A promising solution to creating assessments with high measurement accuracy for all individuals is the use of adaptive testing. Adaptive testing follows the idea of adapting an assessment to each individual’s latent trait level by administering a customized set of items, instead of administering the same set of items to all individuals. In this post, I will briefly explain how adaptive testing works and then demonstrate how to create a computerized adaptive version of an existing psychological instrument.

Computerized Adaptive Testing

Computerized adaptive testing (CAT) is a sophisticated method of delivering computerized assessments with high measurement precision and efficiency (Thompson & Weiss, 2011; Weiss, 2004). The primary goal of CAT is to customize the assessment for each individual by selecting the most suitable items based on their responses to the previously administered questions. To design and implement a CAT, the following five components are necessary (Thompson & Weiss, 2011):

Item bank: A large pool of items calibrated with a particular item response theory (IRT) model
Starting point: The point where the test begins (e.g., administering a particular item to everyone or assuming \(\theta = 0\) for all individuals)
Item selection algorithm: How CAT will determine which items should be administered (e.g., Maximum Fisher Information for selecting the most informative item)
Scoring algorithm: How latent trait levels will be estimated after each response (e.g., Maximum Likelihood or Expected a Posteriori)
Test termination criteria: How CAT will terminate the test (e.g., answering the maximum number of items or reaching a particular level of measurement precision)

In a typical CAT, each individual begins to receive items at a particular level (e.g., \(\theta = 0\)). Then, depending on the answer, the next item becomes less or more difficult. For example, if the individual answers an item with moderate difficulty correctly, then the CAT assumes that this individual’s latent trait level is above the difficulty level of the question and thus it presents a more difficult question in the next round. If, however, the individual is not able to answer the item correctly, then she/he is administered an easier question in the next round. this iterative process continues until a test termination criterion is met (e.g., answering the maximum number of questions).

Before implementing a CAT, it is important to obtain enough evidence to support its use in operational settings. For example, if researchers aim to redesign a conventional, non-adaptive instrument as a CAT, then a series of post-hoc simulations can be conducted using previously collected data. A post-hoc simulation is a psychometric procedure to evaluate the effect of different CAT algorithms under specific conditions (Seo & Choi, 2018). Using real data from a conventional instrument taken by a large group of individuals, one can create a hypothetical CAT scenario and evaluate the impact of various CAT elements (e.g., different algorithms for item selection or scoring) on measurement accuracy and efficiency. The results of these simulations can help researchers and practitioners determine the feasibility and applicability of the CAT approach for an existing instrument.

● **The tasks**
A: In the passage on adaptive testing, reproduce the stretch from "Item bank: A" through "most informative item)", replacing "Maximum Fisher Information" with "Kullback-Leibler Information".
B: Decide whether each statement agrees with the passage on adaptive testing, answering yes or no and quoting the words that settle it: (i) Designing and implementing a CAT requires five components. (ii) After a correct answer to an item of moderate difficulty, the CAT presents an easier question next. (iii) Post-hoc simulations are run on newly collected data.
C: Write what comes next in the passage on adaptive testing, starting after its final sentence.

Stored items:
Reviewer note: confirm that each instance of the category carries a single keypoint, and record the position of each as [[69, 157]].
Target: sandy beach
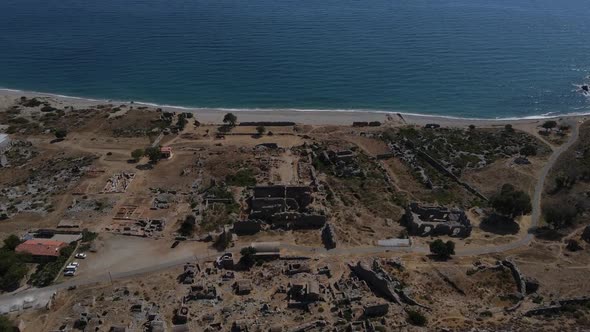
[[309, 117]]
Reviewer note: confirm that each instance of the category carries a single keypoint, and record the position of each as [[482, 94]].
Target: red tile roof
[[40, 247]]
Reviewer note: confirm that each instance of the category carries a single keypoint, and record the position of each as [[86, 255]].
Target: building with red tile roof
[[41, 247]]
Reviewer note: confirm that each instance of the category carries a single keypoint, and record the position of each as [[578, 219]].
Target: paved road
[[8, 300]]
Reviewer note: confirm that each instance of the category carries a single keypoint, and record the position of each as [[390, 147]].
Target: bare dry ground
[[362, 209]]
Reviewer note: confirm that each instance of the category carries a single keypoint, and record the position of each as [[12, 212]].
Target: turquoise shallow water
[[466, 58]]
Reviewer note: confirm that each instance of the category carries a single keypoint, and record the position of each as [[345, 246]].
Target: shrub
[[153, 153], [187, 228], [442, 250], [549, 125], [6, 325], [11, 242], [47, 272], [88, 236], [137, 154], [416, 318], [230, 119], [60, 133], [511, 202], [528, 150]]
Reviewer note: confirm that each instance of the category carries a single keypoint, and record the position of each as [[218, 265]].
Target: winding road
[[16, 300]]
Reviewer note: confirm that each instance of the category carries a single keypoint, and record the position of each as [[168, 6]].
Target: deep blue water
[[469, 58]]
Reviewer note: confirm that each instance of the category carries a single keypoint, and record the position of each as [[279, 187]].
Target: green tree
[[153, 153], [6, 325], [416, 318], [559, 215], [60, 133], [230, 119], [441, 249], [260, 130], [137, 154], [549, 125], [511, 202], [11, 242]]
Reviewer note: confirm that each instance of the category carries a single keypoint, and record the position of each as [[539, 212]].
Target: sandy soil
[[312, 117]]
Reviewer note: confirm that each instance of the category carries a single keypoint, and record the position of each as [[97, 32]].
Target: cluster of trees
[[559, 214], [182, 120], [511, 202], [442, 250], [12, 264], [242, 178]]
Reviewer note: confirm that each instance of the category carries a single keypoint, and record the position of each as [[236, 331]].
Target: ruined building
[[343, 162], [284, 207], [433, 220]]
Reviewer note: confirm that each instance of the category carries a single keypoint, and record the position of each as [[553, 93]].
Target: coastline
[[301, 116]]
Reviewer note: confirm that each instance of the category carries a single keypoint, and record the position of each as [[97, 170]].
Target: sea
[[458, 58]]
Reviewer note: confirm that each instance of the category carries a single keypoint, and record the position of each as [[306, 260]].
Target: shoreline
[[302, 116]]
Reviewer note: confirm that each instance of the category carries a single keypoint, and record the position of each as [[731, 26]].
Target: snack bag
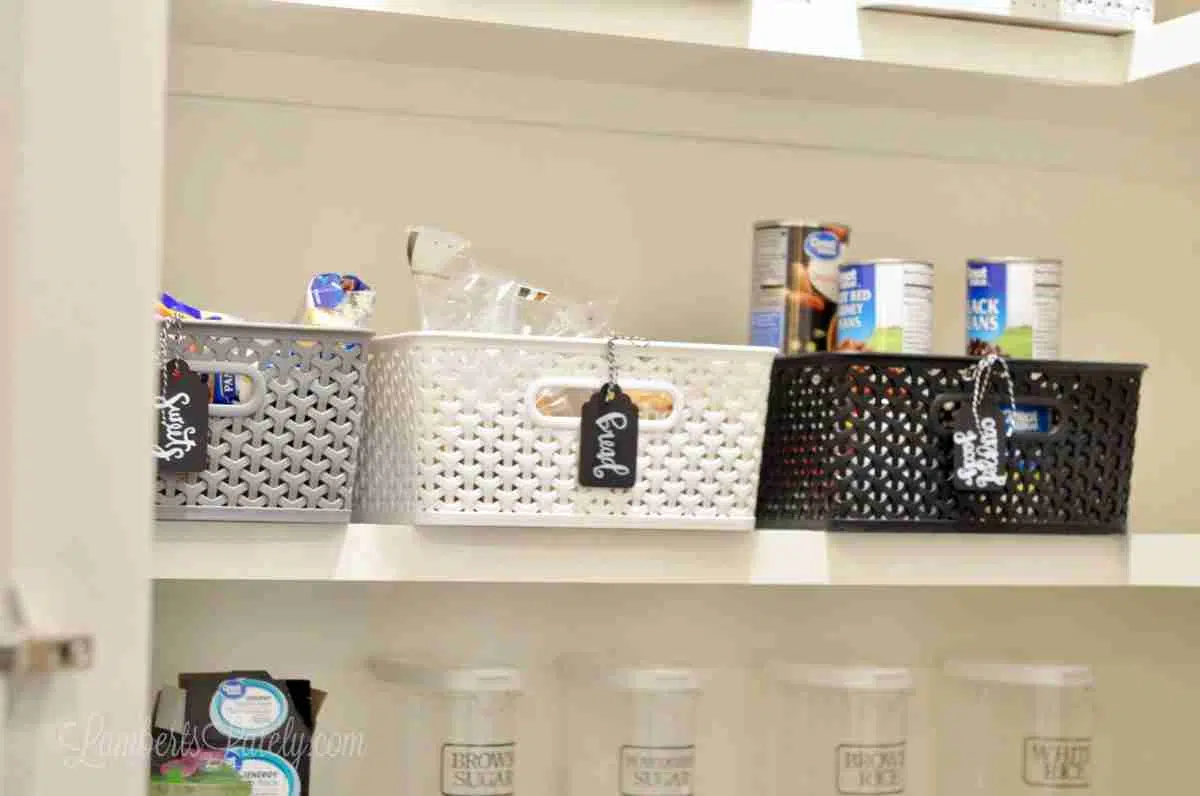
[[339, 300]]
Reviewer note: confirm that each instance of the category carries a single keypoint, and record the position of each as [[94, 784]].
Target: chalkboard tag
[[183, 408], [609, 440], [981, 450]]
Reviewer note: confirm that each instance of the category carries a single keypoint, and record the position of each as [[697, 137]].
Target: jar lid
[[658, 680], [449, 678], [858, 678], [1024, 674]]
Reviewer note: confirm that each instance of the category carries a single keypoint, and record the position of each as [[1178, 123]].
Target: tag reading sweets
[[183, 410], [981, 453], [609, 440]]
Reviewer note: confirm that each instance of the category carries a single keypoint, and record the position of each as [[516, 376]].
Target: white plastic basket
[[455, 435]]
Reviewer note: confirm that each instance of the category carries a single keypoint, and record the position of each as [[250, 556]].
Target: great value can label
[[886, 306], [793, 299], [1013, 307]]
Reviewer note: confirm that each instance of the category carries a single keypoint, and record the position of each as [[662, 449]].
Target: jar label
[[478, 770], [657, 771], [247, 708], [1057, 762], [870, 770]]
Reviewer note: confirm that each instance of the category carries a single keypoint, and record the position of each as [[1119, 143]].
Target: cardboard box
[[233, 734]]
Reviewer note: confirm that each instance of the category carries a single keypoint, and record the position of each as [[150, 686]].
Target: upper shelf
[[825, 51], [402, 554]]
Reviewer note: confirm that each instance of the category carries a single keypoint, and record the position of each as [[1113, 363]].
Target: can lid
[[889, 261], [1024, 674], [797, 222], [857, 678], [450, 678], [658, 680], [1008, 259]]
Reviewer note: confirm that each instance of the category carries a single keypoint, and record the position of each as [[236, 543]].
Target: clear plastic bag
[[455, 292]]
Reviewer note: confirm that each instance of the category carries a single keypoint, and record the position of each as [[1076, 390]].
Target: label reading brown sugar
[[871, 770], [1057, 762], [478, 770]]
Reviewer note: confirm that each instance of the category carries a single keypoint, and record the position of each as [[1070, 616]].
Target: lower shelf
[[403, 554]]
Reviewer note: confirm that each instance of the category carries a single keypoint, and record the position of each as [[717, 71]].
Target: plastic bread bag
[[456, 292]]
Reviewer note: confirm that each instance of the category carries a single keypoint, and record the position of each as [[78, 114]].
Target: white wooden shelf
[[841, 55], [402, 554]]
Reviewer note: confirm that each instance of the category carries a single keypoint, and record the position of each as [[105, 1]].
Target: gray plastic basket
[[289, 450]]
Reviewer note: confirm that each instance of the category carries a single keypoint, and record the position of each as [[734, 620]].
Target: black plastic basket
[[864, 442]]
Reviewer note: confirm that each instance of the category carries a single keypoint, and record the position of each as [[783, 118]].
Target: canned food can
[[1014, 305], [886, 305], [793, 304]]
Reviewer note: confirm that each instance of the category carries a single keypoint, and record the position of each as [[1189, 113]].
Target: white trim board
[[547, 37]]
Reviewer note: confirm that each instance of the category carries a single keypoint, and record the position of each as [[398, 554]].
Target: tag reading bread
[[609, 440]]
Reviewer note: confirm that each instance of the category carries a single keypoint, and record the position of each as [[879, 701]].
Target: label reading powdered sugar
[[1057, 762], [1013, 309], [871, 770], [657, 771], [478, 770]]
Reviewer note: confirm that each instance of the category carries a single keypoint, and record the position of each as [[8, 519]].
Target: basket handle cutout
[[1036, 418], [556, 402]]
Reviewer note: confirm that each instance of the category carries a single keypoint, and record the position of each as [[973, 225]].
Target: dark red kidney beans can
[[1014, 306], [793, 291]]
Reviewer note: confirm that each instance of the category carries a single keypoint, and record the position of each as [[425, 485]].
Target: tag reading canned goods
[[1014, 306], [793, 283], [886, 305]]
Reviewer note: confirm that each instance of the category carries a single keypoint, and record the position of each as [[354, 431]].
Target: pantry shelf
[[823, 51], [403, 554]]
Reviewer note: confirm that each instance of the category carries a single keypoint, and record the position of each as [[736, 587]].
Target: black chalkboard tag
[[981, 450], [609, 440], [183, 408]]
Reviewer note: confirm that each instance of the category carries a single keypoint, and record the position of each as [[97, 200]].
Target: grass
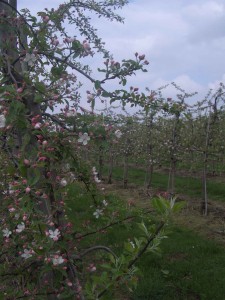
[[190, 267], [184, 185]]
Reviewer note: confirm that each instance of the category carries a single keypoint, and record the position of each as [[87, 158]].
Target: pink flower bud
[[28, 189], [19, 90], [45, 19], [37, 126]]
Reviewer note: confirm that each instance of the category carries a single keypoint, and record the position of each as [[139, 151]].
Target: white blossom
[[57, 260], [27, 254], [71, 113], [98, 213], [6, 232], [63, 182], [30, 59], [84, 138], [104, 202], [20, 227], [2, 121], [132, 244], [97, 180], [54, 234], [118, 134]]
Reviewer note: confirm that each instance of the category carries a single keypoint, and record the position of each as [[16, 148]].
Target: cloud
[[183, 40]]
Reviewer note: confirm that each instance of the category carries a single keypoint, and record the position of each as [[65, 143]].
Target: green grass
[[190, 267], [183, 185]]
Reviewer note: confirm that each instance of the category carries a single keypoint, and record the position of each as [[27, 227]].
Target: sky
[[184, 41]]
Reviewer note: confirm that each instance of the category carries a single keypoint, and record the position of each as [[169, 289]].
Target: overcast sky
[[184, 41]]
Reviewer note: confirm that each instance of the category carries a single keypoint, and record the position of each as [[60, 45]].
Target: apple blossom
[[84, 138], [27, 254], [54, 234], [98, 213], [20, 227], [2, 121], [57, 260], [6, 232], [63, 182], [118, 133], [30, 59]]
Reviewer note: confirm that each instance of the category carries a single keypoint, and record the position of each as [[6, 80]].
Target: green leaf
[[178, 206], [40, 86], [97, 84]]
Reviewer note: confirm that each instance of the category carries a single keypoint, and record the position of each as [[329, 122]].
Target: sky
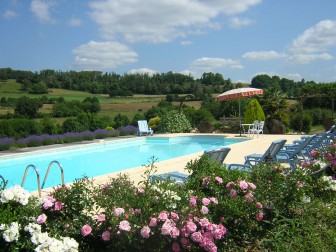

● **Answers to the exercises**
A:
Item bank: A large pool of items calibrated with a particular item response theory (IRT) model
Starting point: The point where the test begins (e.g., administering a particular item to everyone or assuming \(\theta = 0\) for all individuals)
Item selection algorithm: How CAT will determine which items should be administered (e.g., Kullback-Leibler Information for selecting the most informative item)

B:
(i) Yes: "To design and implement a CAT, the following five components are necessary"
(ii) No: "it presents a more difficult question in the next round"
(iii) No: "a series of post-hoc simulations can be conducted using previously collected data"

C:
Example

In this example, we will use real data from a sample of respondents (\(n = 4474\)) who responded to the items in the Taylor Manifest Anxiety Scale (Taylor, 1953) and build a CAT version of this instrument through post-hoc simulations. The Taylor Manifest Anxiety Scale is typically used for measuring anxiety as a personality trait. The scale consists of fifty statements about different indicators of anxiety. For each item, individuals select either true or false. The higher the score, the higher the anxiety level. Because some items on the scale are negatively phrased, they must be reverse-coded¹. A clean version of the data (including reverse-coding) is available here. Now let’s import the data and check out its content.

# Import the TMA data into R
data <- read.csv("tma_data.csv", header = TRUE)

# Preview the data
head(data)

Before we start using the data for conducting simulations, we will check psychometric properties of the items. Specifically, we will check the inter-item correlations and point-biserial correlations (i.e., item discrimination) to ensure that the items contribute to the scale sufficiently.

library("DataExplorer")

plot_correlation(data)

Figure 1: Inter-item Correlations in the Taylor Manifest Anxiety Scale

Figure 1 shows that item 15 has a very low correlation with the rest of the items on the scale. Therefore, we will check item discrimination (i.e., point-biserial correlations) to examine whether item 5, as well as the remaining items, might be problematic. We will use \(r = 0.20\) as a threshold to identify problematic items.

library("psych")
library("ggplot2")

item_summary <- data.frame(Items = factor(colnames(data), levels = colnames(data)),
                           Discrimination = psych::alpha(data)$item.stats$r.cor)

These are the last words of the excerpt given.